TASK DIRECTIONS: Change every "POST" in the material below to "GET" and reproduce it with everything else unchanged, leaving out the pictures.

===== GIVEN RECORDS =====

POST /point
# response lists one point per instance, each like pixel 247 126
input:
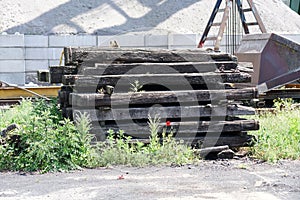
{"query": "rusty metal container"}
pixel 275 59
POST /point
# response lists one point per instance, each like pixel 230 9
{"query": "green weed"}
pixel 279 134
pixel 160 151
pixel 46 141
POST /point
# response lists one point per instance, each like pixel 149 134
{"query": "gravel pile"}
pixel 123 16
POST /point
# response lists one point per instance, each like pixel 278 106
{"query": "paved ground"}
pixel 226 179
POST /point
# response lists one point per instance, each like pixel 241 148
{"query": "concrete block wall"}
pixel 22 55
pixel 12 59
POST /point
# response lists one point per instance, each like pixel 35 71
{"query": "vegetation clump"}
pixel 279 133
pixel 46 142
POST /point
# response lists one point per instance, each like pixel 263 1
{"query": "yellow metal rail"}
pixel 15 93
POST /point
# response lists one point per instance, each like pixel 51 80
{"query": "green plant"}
pixel 46 141
pixel 279 134
pixel 136 86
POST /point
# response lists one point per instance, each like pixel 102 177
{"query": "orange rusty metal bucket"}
pixel 275 59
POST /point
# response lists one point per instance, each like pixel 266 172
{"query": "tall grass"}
pixel 279 134
pixel 159 151
pixel 46 142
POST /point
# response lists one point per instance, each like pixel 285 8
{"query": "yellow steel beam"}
pixel 14 93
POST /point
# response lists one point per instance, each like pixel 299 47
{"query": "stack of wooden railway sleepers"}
pixel 187 89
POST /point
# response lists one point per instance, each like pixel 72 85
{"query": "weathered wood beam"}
pixel 96 100
pixel 163 79
pixel 187 128
pixel 210 141
pixel 158 68
pixel 91 56
pixel 167 112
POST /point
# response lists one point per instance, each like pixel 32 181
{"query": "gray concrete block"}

=====

RESPONSE TO THIS EXERCISE:
GET /point
# response lists one point per instance, each like pixel 247 126
input:
{"query": "rusty metal container"}
pixel 275 59
GET /point
# response lists one point per instance, each like pixel 230 9
{"query": "green weed"}
pixel 279 134
pixel 160 151
pixel 46 141
GET /point
# response lists one point per instance, each like pixel 149 134
{"query": "gravel pile"}
pixel 123 16
GET /point
# response lists one point per instance, each like pixel 278 106
{"query": "paved ground"}
pixel 226 179
GET /point
# response lists one point per instance, each like pixel 241 148
{"query": "concrete block wall"}
pixel 22 55
pixel 12 59
GET /point
# response lists one point per instance, each like pixel 35 71
{"query": "vegetation clump"}
pixel 279 133
pixel 46 142
GET /point
# response lists one point per instance, each like pixel 263 1
{"query": "yellow metal rail"}
pixel 15 93
GET /point
# response lists one point per instance, each like pixel 51 80
{"query": "green plant"}
pixel 46 141
pixel 279 134
pixel 136 86
GET /point
# response lists one point per instance, each like pixel 102 177
{"query": "orange rusty metal bucket"}
pixel 275 59
GET /point
# response lists one point per instance, each like pixel 266 172
{"query": "tall grass"}
pixel 279 134
pixel 159 151
pixel 46 142
GET /point
# response lists one point per instance, each like pixel 285 8
{"query": "yellow steel beam"}
pixel 14 93
GET /point
# response lists one point per instance, each like pixel 299 47
{"query": "stack of wooden railway sleepers"}
pixel 187 89
GET /point
# response lists one point per instance, each like pixel 72 85
{"query": "weathered wood beam"}
pixel 96 100
pixel 163 79
pixel 187 128
pixel 210 141
pixel 158 68
pixel 91 56
pixel 167 112
GET /point
# response lists one point per instance, each like pixel 32 181
{"query": "gray concrete block"}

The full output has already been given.